Exercise instructions ->
How many lines of the records below contain the word "signage"? Reply with the number alone.

*-*-*

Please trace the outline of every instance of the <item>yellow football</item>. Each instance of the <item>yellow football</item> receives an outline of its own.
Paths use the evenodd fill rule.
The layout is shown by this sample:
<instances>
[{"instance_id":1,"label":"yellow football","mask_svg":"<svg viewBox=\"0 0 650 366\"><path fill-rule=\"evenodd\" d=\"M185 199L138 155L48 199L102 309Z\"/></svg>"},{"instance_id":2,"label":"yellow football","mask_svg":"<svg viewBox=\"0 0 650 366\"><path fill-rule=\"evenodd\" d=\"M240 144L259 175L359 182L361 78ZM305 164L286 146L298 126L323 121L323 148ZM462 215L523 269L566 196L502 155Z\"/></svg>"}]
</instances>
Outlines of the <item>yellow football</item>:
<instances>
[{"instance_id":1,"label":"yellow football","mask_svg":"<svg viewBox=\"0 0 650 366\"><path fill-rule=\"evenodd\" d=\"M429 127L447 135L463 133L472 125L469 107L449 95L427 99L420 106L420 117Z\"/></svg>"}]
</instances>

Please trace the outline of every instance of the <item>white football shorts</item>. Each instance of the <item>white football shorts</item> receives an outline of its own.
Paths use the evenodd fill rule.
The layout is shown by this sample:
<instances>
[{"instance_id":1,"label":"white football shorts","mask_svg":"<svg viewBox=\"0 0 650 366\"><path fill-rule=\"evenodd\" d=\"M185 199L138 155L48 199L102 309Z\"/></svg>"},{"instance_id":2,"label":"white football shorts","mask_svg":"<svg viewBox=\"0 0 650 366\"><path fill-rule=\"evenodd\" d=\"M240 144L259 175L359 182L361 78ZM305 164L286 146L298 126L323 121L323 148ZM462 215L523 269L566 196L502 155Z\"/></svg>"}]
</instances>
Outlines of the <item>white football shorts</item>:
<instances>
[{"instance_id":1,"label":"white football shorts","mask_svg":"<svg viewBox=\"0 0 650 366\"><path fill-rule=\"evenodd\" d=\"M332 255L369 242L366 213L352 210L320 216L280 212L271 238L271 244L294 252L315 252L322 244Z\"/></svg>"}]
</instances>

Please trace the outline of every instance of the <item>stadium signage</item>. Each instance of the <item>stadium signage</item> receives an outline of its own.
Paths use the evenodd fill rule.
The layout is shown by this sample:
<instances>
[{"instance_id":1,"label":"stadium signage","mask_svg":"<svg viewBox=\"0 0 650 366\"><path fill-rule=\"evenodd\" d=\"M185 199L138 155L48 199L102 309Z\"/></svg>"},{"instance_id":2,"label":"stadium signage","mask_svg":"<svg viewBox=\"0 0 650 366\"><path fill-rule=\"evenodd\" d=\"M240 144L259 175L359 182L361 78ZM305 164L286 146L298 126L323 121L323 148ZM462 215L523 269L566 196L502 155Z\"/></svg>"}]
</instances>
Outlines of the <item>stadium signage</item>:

*-*-*

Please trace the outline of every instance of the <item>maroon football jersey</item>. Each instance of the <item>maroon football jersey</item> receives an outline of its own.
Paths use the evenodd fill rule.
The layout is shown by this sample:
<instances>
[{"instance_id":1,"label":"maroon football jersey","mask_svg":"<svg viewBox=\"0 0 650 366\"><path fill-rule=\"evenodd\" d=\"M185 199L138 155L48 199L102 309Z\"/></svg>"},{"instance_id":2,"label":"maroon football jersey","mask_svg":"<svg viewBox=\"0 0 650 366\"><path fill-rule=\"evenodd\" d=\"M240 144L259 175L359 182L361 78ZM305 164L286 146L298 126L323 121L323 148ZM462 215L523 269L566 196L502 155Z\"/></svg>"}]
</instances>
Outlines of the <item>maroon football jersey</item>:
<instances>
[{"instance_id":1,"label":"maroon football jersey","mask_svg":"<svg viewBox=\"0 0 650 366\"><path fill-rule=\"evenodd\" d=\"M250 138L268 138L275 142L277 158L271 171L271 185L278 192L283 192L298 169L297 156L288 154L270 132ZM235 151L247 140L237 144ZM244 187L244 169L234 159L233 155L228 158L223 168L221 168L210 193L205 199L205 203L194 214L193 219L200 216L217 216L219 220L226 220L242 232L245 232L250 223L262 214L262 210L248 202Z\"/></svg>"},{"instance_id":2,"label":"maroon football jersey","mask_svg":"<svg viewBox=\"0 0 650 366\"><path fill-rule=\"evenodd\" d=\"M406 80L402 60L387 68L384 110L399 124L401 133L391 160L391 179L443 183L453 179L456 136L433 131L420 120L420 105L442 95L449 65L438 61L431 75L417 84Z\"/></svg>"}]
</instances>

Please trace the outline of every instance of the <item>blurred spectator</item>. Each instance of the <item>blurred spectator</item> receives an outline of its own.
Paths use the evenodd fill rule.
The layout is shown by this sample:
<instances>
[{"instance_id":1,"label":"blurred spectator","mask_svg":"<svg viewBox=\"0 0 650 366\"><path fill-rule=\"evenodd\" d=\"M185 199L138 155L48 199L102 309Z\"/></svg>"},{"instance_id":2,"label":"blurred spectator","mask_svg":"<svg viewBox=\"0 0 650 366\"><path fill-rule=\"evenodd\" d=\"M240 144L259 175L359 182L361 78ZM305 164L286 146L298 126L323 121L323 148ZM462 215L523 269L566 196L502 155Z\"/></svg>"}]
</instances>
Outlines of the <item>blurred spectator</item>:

*-*-*

Written response ->
3